---------- Extract provided

One of the largest mainline denominations in the United States is warming up for a major power struggle at its United Methodist General Conference in the Spring of 2012.
Leaders from the Methodist Federation for Social Action responded to the official “Call to Action” plan because of its radical restructuring of the church. The Call to Action proposal would distil nine of the thirteen church-wide agencies into one, replacing more than 500 volunteer board members with a single board comprised of fifteen people to oversee the agencies of a twelve-million member denomination on five continents.
In response to this extreme proposal, the Methodist Federation for Social Action held a telephone press conference at noon on November 9, 2011, to launch an alternative restructure approach. MFSA’s plan reduces the number of agencies from thirteen to nine and establishes four program ‘Centers’ each with a thirty-three member board.
“Officials responsible for proposing a fifteen member oversight body simply failed to come up with a reasonable proposal,” said Rev. Steve Clunn, MFSA Coalition Coordinator. The MFSA plan with four ministry ‘Centers,’ each with its own independent board of 33 people, would have a manageable amount of ministry and fiduciary responsibility. The MFSA plan is a far better and more reasonable approach to reducing the size of our current structure.”

--------------------

> **Request 1**:
Answer these questions about the report on the United Methodist restructuring proposals:
(a) How many people would make up the single board in the Call to Action proposal?
(b) At what time and on what date did the Methodist Federation for Social Action hold its telephone press conference?
(c) Who is the MFSA Coalition Coordinator quoted in the report?

---------- Records supplied

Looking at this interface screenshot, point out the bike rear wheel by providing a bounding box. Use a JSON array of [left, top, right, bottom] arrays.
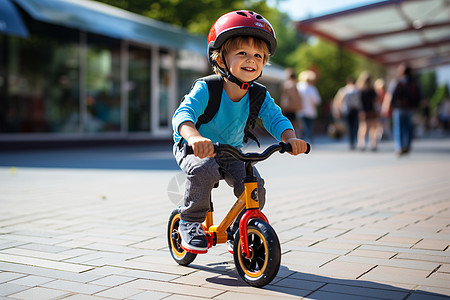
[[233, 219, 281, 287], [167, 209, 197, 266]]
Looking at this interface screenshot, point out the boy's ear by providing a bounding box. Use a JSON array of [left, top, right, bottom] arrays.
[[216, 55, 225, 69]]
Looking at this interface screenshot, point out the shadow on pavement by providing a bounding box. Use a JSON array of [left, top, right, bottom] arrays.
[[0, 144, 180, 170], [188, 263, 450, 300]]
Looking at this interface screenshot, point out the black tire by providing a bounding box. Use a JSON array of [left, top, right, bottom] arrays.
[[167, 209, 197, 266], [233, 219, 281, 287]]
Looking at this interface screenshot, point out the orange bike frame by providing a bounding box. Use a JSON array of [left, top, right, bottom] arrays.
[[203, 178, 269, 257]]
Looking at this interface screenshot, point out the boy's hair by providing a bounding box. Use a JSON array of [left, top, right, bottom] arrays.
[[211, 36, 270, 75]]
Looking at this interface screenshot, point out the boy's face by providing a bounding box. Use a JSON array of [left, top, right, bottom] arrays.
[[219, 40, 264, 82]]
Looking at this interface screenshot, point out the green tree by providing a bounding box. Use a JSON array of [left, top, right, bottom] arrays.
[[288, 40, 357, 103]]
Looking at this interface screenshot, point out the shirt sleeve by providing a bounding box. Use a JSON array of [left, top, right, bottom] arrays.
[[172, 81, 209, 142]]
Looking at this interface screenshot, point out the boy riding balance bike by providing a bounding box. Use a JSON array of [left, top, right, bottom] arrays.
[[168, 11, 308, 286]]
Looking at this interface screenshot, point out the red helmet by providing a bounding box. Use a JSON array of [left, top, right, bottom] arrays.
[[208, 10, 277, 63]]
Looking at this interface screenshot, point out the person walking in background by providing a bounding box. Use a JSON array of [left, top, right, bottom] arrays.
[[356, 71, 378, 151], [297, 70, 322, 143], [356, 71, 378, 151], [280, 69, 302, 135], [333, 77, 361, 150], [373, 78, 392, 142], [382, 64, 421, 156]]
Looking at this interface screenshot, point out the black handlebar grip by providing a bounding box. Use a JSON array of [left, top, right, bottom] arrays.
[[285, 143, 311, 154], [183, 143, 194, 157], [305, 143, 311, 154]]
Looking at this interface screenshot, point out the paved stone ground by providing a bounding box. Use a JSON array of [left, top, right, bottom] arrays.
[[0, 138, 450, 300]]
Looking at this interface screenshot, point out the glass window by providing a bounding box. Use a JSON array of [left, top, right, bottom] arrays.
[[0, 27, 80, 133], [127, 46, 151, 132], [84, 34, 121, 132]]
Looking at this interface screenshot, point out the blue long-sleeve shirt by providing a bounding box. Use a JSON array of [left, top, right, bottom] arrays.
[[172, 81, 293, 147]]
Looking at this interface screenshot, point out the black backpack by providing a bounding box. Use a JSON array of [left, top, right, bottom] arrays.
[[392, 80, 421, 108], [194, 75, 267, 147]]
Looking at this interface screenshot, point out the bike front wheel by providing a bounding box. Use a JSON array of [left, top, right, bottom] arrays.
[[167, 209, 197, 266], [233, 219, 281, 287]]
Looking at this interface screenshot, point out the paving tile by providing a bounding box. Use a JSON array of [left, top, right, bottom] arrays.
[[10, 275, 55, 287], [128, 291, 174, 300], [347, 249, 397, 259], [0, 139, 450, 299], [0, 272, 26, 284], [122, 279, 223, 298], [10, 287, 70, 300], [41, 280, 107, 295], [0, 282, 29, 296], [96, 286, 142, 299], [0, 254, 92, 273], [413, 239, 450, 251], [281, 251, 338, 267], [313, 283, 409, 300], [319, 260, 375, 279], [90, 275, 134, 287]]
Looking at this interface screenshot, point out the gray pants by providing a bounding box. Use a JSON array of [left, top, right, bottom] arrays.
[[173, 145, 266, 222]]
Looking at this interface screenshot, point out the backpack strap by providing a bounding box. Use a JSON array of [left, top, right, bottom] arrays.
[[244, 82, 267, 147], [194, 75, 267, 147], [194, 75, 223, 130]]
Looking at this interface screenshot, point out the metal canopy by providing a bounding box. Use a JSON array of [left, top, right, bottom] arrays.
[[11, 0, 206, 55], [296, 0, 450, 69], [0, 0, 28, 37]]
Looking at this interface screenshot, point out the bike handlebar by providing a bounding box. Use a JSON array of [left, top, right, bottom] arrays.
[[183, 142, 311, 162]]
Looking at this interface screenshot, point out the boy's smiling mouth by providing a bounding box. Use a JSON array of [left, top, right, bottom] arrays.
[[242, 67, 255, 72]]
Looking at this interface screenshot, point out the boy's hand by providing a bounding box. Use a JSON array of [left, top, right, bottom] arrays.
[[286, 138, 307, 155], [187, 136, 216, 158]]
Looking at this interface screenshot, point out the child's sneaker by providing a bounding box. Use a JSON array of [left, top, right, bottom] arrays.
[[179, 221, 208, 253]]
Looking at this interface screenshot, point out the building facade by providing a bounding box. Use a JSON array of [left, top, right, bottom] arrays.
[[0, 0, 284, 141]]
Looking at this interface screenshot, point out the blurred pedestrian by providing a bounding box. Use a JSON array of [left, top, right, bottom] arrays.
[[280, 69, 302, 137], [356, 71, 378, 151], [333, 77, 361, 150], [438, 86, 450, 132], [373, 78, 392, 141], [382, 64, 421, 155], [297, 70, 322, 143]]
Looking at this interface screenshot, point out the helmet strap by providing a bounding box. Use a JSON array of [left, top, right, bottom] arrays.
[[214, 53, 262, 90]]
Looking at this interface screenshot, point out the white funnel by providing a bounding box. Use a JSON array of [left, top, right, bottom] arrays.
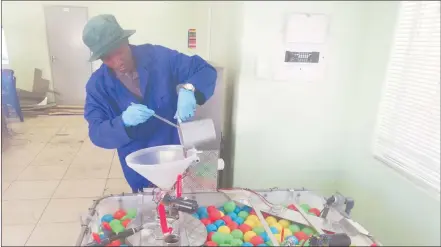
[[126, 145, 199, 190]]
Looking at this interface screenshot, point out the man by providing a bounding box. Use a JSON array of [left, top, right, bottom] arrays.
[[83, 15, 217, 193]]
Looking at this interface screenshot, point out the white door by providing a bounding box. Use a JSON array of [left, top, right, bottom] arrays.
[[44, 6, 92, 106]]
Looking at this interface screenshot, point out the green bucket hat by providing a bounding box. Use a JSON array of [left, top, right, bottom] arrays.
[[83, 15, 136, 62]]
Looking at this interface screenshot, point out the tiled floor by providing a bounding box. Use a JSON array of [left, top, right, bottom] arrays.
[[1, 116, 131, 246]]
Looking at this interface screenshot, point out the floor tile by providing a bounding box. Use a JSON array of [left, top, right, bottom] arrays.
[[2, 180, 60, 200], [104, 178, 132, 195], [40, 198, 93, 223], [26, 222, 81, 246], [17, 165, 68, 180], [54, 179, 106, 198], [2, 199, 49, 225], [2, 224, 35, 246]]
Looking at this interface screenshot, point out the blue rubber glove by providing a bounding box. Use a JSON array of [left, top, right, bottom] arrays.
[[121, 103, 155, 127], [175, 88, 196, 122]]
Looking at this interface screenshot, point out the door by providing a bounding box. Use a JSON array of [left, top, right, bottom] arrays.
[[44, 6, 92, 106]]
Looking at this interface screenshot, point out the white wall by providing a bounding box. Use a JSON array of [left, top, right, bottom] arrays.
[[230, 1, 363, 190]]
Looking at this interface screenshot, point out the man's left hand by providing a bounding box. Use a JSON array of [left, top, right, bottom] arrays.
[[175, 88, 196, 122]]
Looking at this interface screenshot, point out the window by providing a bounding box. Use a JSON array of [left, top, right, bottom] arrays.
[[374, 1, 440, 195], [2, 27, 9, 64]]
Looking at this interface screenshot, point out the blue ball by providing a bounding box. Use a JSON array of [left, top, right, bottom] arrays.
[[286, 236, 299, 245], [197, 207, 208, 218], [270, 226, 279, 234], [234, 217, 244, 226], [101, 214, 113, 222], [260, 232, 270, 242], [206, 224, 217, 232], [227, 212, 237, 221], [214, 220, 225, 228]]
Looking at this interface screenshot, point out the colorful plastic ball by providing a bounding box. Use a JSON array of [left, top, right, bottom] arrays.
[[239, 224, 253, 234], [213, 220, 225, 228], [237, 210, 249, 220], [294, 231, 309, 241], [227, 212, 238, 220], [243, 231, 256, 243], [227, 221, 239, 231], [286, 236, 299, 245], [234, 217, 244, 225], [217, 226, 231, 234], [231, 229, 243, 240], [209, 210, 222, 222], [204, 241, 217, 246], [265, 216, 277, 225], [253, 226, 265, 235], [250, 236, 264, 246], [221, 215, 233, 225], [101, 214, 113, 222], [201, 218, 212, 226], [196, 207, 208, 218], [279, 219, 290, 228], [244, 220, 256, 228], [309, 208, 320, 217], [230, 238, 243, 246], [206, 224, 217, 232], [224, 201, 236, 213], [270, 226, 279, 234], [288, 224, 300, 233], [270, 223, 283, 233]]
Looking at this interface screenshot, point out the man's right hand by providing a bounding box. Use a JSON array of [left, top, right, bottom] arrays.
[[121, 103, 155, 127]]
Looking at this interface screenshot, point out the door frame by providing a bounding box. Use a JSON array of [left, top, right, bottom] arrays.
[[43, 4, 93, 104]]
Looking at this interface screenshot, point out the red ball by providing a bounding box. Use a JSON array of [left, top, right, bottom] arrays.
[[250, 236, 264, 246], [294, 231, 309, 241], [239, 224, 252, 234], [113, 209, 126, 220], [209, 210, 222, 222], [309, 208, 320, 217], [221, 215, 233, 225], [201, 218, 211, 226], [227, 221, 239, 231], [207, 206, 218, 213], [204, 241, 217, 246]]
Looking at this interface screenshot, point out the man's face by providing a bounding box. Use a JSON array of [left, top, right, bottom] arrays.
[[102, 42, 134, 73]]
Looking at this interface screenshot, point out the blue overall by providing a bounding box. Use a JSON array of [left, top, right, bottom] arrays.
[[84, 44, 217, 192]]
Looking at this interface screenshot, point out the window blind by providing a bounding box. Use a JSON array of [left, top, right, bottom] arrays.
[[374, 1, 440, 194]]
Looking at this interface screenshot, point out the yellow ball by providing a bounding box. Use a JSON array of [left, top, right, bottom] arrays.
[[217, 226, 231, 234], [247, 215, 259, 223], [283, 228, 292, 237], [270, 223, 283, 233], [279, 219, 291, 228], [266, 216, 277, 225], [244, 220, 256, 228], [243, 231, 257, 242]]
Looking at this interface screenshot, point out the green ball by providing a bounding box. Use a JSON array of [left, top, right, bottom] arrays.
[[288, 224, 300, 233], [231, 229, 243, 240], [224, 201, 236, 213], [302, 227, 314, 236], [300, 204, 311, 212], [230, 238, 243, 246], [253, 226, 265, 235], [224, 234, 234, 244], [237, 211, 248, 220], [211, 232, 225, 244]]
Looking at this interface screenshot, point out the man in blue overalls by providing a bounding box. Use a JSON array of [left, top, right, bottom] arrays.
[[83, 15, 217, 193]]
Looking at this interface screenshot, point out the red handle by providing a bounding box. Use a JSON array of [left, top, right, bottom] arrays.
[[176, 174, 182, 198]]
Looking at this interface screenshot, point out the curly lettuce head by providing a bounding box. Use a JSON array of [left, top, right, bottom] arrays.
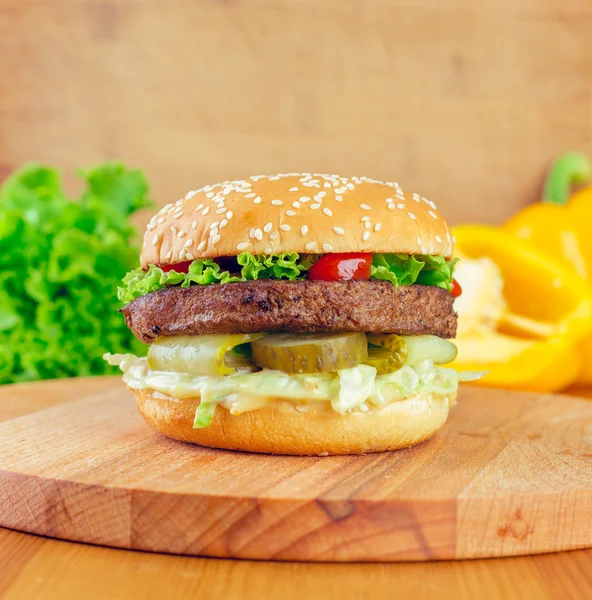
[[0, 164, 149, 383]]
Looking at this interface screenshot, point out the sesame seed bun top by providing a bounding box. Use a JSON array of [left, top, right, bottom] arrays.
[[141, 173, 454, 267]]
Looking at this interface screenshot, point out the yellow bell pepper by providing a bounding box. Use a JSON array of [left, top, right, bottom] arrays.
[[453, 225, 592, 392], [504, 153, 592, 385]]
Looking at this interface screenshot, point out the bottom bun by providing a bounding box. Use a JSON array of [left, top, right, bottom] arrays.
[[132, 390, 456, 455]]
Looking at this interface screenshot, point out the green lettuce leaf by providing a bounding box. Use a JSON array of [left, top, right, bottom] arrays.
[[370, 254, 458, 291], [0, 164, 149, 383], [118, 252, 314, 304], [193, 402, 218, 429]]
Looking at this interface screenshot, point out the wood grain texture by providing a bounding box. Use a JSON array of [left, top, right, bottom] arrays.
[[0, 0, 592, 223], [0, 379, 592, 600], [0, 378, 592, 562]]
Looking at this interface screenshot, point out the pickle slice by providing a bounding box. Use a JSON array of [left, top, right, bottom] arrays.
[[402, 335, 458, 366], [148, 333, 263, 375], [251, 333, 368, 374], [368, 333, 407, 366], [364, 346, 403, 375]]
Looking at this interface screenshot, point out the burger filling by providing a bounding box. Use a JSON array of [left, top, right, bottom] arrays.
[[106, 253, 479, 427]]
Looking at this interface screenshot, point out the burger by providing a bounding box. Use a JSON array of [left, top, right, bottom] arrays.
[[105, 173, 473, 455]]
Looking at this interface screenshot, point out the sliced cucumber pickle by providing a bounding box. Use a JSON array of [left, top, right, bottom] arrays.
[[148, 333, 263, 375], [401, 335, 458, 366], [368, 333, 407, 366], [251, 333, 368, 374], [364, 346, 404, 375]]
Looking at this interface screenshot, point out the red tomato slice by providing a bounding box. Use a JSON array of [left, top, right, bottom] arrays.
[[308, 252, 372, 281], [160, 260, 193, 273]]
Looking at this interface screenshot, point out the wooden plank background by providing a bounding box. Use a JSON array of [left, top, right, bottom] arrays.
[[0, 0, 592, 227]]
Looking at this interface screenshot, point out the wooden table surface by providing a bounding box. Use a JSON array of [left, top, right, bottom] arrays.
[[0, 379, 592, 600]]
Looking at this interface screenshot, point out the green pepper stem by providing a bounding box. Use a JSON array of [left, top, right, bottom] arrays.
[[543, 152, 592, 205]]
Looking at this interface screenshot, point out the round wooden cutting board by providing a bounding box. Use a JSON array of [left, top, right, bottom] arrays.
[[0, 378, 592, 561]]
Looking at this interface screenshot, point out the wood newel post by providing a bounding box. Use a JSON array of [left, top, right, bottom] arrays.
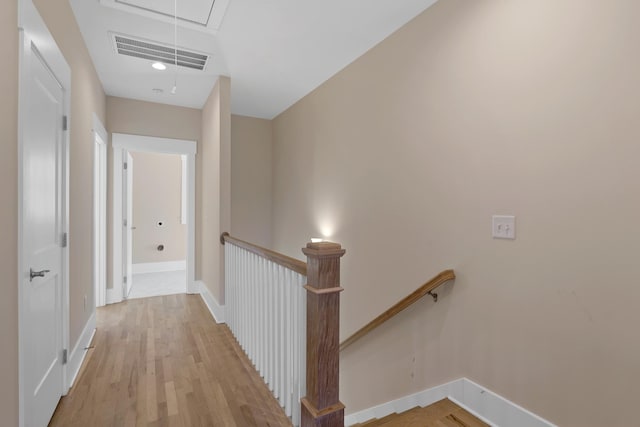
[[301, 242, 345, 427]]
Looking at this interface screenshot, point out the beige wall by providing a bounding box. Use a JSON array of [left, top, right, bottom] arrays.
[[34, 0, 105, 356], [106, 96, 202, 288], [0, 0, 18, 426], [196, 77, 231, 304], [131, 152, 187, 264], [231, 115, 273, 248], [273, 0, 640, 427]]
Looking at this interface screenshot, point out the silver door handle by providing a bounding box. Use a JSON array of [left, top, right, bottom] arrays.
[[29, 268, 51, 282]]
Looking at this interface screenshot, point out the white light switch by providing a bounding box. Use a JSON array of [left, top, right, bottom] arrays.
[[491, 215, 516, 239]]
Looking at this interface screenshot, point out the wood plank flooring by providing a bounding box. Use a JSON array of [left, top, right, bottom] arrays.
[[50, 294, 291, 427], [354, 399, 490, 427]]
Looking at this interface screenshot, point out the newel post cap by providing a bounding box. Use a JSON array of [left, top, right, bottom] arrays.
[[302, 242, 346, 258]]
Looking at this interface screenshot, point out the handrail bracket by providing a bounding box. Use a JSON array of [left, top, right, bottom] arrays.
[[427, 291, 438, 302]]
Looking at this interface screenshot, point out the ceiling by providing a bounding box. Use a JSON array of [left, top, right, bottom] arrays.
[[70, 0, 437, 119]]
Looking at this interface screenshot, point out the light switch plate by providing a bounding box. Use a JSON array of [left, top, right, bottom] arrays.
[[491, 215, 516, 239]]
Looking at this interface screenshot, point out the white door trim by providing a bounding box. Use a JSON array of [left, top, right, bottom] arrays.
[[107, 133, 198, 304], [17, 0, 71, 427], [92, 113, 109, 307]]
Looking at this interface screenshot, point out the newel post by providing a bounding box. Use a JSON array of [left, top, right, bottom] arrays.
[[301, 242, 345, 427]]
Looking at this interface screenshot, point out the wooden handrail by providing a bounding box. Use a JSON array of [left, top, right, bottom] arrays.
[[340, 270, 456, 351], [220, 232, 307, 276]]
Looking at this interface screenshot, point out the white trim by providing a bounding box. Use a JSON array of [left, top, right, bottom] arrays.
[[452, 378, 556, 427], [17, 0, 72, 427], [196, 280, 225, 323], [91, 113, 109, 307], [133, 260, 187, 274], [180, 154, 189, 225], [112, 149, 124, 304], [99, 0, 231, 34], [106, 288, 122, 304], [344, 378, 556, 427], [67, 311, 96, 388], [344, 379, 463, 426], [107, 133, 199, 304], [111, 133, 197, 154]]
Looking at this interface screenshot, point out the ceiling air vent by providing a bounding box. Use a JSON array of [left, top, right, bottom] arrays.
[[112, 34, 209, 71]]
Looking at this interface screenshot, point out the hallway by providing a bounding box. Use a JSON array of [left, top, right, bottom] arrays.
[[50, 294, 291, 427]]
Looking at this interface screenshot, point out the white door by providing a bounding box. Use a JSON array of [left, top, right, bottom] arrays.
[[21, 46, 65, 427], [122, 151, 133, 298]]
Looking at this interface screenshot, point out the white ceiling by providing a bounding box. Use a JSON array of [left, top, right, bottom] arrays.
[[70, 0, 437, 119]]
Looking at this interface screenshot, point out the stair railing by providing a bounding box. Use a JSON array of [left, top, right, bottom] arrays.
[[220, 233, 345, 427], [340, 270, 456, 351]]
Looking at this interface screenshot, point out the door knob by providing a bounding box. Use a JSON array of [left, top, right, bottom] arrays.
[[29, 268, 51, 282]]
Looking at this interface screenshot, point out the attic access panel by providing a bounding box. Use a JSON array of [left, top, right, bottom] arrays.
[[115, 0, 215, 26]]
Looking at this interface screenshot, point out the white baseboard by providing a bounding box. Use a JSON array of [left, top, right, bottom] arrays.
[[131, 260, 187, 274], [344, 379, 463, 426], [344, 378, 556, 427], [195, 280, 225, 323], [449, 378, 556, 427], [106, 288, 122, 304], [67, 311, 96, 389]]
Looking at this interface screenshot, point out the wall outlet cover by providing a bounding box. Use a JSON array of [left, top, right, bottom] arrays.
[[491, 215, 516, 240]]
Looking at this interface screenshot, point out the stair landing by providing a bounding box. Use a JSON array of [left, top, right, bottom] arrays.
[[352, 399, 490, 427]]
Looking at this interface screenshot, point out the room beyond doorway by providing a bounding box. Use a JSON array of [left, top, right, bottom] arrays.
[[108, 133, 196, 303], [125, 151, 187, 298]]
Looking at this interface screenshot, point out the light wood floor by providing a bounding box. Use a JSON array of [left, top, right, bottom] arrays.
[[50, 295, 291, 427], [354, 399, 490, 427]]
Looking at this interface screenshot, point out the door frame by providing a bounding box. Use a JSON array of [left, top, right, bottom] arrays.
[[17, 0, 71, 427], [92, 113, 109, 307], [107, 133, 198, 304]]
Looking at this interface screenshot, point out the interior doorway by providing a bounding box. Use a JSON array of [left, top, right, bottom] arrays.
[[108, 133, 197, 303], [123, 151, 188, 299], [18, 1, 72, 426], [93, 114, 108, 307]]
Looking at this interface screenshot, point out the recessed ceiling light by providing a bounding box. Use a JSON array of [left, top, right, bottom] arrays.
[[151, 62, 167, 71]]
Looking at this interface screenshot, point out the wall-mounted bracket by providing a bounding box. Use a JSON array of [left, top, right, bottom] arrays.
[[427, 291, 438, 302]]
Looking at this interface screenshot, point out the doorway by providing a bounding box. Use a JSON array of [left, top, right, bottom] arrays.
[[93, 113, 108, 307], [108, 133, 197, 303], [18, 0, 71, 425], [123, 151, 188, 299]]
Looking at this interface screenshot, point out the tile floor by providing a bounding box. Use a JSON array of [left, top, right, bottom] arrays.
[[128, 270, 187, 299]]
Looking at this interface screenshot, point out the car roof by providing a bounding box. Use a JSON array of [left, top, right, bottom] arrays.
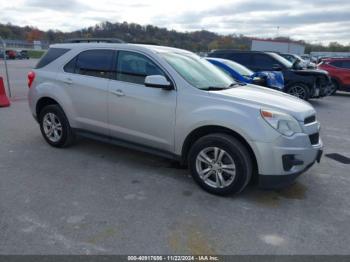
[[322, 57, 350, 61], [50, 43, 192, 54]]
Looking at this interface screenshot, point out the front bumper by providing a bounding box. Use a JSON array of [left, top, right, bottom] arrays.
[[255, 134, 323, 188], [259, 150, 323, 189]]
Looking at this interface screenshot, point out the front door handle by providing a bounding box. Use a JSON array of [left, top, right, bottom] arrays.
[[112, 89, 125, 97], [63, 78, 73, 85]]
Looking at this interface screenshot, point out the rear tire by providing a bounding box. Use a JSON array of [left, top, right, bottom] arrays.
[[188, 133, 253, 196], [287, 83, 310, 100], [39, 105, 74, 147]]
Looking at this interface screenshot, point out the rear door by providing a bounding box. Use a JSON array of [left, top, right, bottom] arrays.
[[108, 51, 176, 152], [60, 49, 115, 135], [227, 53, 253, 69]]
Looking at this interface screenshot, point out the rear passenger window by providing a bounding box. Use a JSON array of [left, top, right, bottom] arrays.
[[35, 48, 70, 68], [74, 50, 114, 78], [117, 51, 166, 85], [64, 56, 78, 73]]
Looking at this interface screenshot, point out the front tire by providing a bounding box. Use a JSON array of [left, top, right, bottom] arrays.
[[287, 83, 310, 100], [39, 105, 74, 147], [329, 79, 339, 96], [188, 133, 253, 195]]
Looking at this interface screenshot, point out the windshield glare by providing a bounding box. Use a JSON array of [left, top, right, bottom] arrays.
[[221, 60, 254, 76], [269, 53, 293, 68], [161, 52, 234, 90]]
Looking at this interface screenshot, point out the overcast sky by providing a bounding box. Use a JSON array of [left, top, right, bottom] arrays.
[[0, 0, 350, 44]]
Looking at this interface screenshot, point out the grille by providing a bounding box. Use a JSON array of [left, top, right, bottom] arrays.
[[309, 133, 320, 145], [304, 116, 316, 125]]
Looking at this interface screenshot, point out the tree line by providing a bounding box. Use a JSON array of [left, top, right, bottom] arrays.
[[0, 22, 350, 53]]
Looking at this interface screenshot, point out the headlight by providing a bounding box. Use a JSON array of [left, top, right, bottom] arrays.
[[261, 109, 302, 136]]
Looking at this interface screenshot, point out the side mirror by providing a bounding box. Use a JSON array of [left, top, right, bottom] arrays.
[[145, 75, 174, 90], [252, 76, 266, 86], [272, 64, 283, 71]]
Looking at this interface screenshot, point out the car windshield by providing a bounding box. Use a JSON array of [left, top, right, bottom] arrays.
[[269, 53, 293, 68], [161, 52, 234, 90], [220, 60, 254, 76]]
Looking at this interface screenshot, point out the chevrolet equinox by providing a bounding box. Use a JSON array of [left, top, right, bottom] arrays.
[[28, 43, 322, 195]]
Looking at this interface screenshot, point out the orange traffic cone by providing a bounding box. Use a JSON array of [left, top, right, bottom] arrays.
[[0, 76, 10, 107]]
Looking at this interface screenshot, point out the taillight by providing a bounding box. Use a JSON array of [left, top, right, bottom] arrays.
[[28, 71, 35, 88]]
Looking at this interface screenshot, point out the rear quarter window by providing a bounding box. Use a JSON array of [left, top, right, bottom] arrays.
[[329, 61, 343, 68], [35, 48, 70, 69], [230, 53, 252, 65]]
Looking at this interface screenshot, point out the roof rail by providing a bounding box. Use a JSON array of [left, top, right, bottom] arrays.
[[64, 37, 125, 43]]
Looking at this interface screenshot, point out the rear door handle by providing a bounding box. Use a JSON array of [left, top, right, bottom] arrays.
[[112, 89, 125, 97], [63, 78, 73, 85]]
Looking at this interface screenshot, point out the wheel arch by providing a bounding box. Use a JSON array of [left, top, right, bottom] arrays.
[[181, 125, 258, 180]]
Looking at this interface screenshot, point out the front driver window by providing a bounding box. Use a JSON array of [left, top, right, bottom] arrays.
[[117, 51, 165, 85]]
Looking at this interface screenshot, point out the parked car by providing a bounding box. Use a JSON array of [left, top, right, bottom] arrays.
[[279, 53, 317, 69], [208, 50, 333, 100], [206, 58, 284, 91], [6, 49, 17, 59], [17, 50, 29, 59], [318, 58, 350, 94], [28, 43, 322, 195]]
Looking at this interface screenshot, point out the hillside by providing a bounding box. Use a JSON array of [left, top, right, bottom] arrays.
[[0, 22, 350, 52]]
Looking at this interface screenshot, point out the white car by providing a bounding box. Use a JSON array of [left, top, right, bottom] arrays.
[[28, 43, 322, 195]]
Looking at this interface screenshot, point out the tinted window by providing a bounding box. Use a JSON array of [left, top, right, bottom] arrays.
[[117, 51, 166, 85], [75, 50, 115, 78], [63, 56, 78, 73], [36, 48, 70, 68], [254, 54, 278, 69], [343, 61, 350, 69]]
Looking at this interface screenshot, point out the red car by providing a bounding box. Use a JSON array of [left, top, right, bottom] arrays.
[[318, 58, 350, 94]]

--------------------

> **Request 2**:
Output the lines of the entries unchanged, beginning at the line that has "Looking at this interface screenshot, point out the side" and stopping after the line that has "53, 252, 65]]".

> **Task answer 1**:
(a) Fifteen people.
(b) At noon on November 9, 2011.
(c) Rev. Steve Clunn.

> **Task answer 2**:
Looking at this interface screenshot, point out the side mirror by providing a bounding box. Use a JSON array of [left, top, right, bottom] arrays.
[[145, 75, 174, 90], [252, 76, 266, 86], [272, 64, 283, 71]]
Looking at this interface screenshot, point out the car windshield by providing a bounding box. Use a JSON array of [left, top, right, bottom] arrays.
[[269, 53, 293, 68], [161, 52, 234, 90], [220, 60, 254, 76]]
Looking at this interface screenshot, point out the chevrolet equinox by providing a bounding box. Use a JSON array of [left, top, right, bottom] arrays.
[[28, 43, 322, 195]]
Looking at this interface screenshot, point out the orange traffic cone by providing a bounding box. Use a JSON array of [left, top, right, bottom] arrays.
[[0, 76, 10, 107]]
Looking at this interface screenshot, point out the taillight by providing a bounding box. Use a JSON array of [left, top, right, bottom] arrays.
[[28, 71, 35, 88]]
Looking at this interface screenshot, point out the rear quarter window by providing a bounding box. Use a JSON array of [left, top, right, bottom] arrays.
[[329, 61, 343, 68], [35, 48, 70, 69], [230, 53, 252, 65]]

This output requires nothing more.